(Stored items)
• • • • • • •

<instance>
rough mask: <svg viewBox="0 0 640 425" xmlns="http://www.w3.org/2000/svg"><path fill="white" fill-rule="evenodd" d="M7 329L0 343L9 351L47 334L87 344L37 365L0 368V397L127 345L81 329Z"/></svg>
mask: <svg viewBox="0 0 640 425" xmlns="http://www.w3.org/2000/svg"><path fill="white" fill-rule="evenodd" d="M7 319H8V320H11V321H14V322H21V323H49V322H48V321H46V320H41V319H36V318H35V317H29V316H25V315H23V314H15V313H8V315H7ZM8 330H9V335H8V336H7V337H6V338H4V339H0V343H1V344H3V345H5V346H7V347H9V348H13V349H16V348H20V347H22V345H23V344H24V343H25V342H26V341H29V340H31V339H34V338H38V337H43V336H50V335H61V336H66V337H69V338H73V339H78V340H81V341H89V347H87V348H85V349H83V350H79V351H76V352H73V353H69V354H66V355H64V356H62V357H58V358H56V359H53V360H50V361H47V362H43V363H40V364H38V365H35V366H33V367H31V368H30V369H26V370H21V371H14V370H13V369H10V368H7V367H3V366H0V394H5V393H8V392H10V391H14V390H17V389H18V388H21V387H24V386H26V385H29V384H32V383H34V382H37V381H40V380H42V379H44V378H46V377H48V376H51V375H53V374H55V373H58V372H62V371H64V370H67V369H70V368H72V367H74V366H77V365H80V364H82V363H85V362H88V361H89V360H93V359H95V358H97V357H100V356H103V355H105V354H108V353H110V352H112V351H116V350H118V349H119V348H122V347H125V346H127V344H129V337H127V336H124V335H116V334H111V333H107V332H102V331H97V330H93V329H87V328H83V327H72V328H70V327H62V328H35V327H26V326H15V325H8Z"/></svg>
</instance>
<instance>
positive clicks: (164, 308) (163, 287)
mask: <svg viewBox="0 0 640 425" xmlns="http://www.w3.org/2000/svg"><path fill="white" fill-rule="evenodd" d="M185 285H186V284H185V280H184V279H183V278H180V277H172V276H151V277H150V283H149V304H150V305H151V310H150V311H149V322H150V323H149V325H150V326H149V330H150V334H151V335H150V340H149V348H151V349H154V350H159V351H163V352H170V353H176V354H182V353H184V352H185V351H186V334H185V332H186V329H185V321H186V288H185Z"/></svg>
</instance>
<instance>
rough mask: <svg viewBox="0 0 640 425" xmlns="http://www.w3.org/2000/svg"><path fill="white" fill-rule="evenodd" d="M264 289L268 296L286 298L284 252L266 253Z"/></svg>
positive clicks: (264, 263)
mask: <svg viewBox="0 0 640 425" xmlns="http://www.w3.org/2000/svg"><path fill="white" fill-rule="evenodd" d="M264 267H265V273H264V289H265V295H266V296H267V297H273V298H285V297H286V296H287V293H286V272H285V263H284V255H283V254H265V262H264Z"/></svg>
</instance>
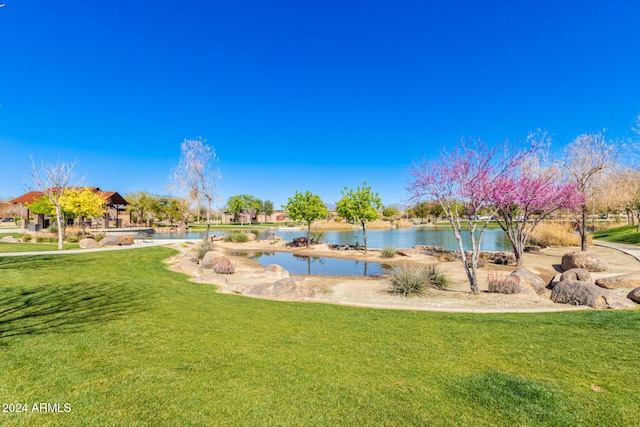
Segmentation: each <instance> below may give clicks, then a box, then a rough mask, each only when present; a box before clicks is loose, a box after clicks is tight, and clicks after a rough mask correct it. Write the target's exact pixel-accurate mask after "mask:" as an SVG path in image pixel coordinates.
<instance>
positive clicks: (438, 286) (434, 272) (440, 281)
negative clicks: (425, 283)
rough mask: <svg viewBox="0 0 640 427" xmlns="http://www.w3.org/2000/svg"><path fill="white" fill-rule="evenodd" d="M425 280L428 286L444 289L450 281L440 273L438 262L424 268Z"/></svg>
mask: <svg viewBox="0 0 640 427" xmlns="http://www.w3.org/2000/svg"><path fill="white" fill-rule="evenodd" d="M425 272H426V274H427V282H428V286H429V287H430V288H434V289H440V290H444V289H447V288H448V287H449V285H450V284H451V281H450V280H449V278H448V277H447V276H445V275H444V273H442V271H441V270H440V267H439V266H438V264H431V265H428V266H427V267H426V268H425Z"/></svg>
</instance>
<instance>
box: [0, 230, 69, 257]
mask: <svg viewBox="0 0 640 427" xmlns="http://www.w3.org/2000/svg"><path fill="white" fill-rule="evenodd" d="M9 235H11V234H9ZM0 236H4V235H0ZM21 236H22V235H21V234H15V235H14V237H17V238H20V237H21ZM62 248H63V249H79V248H80V245H78V244H77V243H64V244H63V245H62ZM55 250H58V244H57V243H32V242H27V243H6V242H0V254H1V253H3V252H42V251H55Z"/></svg>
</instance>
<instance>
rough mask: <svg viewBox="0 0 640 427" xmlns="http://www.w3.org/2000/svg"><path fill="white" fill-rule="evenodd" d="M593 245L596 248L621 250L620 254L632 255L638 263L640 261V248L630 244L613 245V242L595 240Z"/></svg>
mask: <svg viewBox="0 0 640 427" xmlns="http://www.w3.org/2000/svg"><path fill="white" fill-rule="evenodd" d="M593 244H594V245H595V246H602V247H605V248H611V249H616V250H619V251H620V252H624V253H626V254H629V255H631V256H632V257H634V258H635V259H637V260H638V261H640V246H636V245H630V244H628V243H611V242H603V241H602V240H594V241H593Z"/></svg>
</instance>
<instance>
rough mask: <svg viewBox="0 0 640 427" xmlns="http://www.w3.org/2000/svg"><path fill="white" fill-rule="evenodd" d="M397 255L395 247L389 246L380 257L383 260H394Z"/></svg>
mask: <svg viewBox="0 0 640 427" xmlns="http://www.w3.org/2000/svg"><path fill="white" fill-rule="evenodd" d="M397 253H398V251H397V250H396V248H394V247H393V246H387V247H386V248H384V249H382V252H380V256H381V257H382V258H393V257H394V256H396V254H397Z"/></svg>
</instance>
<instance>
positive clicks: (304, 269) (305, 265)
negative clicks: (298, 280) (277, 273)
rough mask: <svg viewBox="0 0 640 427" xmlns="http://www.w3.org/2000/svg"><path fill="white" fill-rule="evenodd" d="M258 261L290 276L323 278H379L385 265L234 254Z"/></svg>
mask: <svg viewBox="0 0 640 427" xmlns="http://www.w3.org/2000/svg"><path fill="white" fill-rule="evenodd" d="M234 255H244V256H247V257H249V258H250V259H253V260H256V261H258V262H259V263H260V264H261V265H263V266H265V267H266V266H268V265H269V264H278V265H279V266H281V267H282V268H284V269H285V270H287V271H288V272H289V273H291V274H307V275H311V274H314V275H323V276H379V275H381V274H385V273H386V271H385V267H386V266H385V265H384V264H380V263H378V262H364V261H354V260H349V259H338V258H328V257H313V256H312V257H309V256H300V255H296V254H292V253H291V252H253V253H248V254H247V253H243V254H240V253H236V254H234Z"/></svg>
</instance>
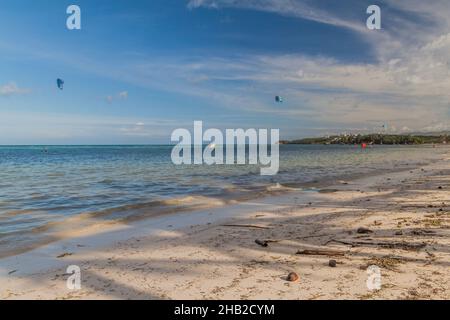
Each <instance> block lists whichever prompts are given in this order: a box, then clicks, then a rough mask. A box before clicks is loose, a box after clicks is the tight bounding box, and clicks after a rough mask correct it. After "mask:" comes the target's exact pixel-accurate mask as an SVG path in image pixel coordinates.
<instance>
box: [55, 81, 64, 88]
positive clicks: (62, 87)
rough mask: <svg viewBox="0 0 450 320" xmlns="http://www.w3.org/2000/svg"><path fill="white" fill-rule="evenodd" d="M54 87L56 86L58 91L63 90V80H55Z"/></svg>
mask: <svg viewBox="0 0 450 320" xmlns="http://www.w3.org/2000/svg"><path fill="white" fill-rule="evenodd" d="M56 85H57V86H58V88H59V89H60V90H63V89H64V80H62V79H59V78H58V79H56Z"/></svg>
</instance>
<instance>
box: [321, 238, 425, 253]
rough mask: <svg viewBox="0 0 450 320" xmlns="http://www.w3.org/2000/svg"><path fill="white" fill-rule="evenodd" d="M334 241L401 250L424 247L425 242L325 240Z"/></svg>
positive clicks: (407, 249)
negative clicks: (415, 242)
mask: <svg viewBox="0 0 450 320" xmlns="http://www.w3.org/2000/svg"><path fill="white" fill-rule="evenodd" d="M330 242H336V243H341V244H345V245H349V246H352V247H359V246H377V247H383V248H389V249H403V250H419V249H422V248H425V247H426V245H427V244H426V243H425V242H421V243H407V242H395V241H381V242H380V241H378V242H373V241H347V240H338V239H331V240H329V241H328V242H327V244H328V243H330Z"/></svg>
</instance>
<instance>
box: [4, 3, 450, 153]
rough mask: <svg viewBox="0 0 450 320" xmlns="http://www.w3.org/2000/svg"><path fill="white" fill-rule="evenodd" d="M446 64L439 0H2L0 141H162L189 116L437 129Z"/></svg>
mask: <svg viewBox="0 0 450 320" xmlns="http://www.w3.org/2000/svg"><path fill="white" fill-rule="evenodd" d="M70 4H77V5H79V6H80V7H81V10H82V30H77V31H69V30H67V28H66V18H67V14H66V8H67V7H68V6H69V5H70ZM371 4H377V5H379V6H380V7H381V10H382V30H368V29H367V28H366V19H367V17H368V14H367V13H366V9H367V7H368V6H369V5H371ZM449 71H450V2H449V1H448V0H429V1H421V0H385V1H377V2H374V1H366V0H342V1H333V0H189V1H186V0H153V1H140V0H134V1H125V0H95V1H94V0H80V1H78V0H71V1H65V0H64V1H63V0H19V1H17V0H14V1H13V0H4V1H2V2H1V10H0V144H121V143H168V142H169V141H170V134H171V132H172V130H173V129H175V128H179V127H184V128H192V125H193V121H194V120H203V122H204V126H205V127H216V128H221V129H224V128H239V127H243V128H279V129H280V135H281V138H282V139H291V138H298V137H305V136H317V135H323V134H331V133H340V132H373V131H376V132H378V131H382V130H383V129H382V126H383V124H387V125H388V131H389V132H392V133H400V132H413V131H441V130H449V129H450V77H449V74H450V72H449ZM57 78H62V79H64V80H65V88H64V91H59V90H58V88H57V87H56V79H57ZM275 95H281V96H283V98H284V103H283V104H277V103H275V101H274V97H275Z"/></svg>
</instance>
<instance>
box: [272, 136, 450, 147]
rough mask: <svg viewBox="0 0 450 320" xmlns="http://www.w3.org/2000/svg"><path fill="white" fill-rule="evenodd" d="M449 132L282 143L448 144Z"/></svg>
mask: <svg viewBox="0 0 450 320" xmlns="http://www.w3.org/2000/svg"><path fill="white" fill-rule="evenodd" d="M449 141H450V140H449V136H448V134H442V135H392V134H366V135H360V134H349V135H333V136H326V137H317V138H304V139H297V140H290V141H289V140H281V141H280V144H325V145H331V144H344V145H355V144H368V145H385V144H386V145H424V144H447V143H449Z"/></svg>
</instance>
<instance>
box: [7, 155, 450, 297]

• • • • • • •

What this task involves: Which lines in the listing above contain the word "negative"? Pick out and copy each of them, matching case exactly.

Finished exercise:
negative clicks: (425, 283)
negative clicks: (298, 280) (277, 273)
negative clicks: (415, 242)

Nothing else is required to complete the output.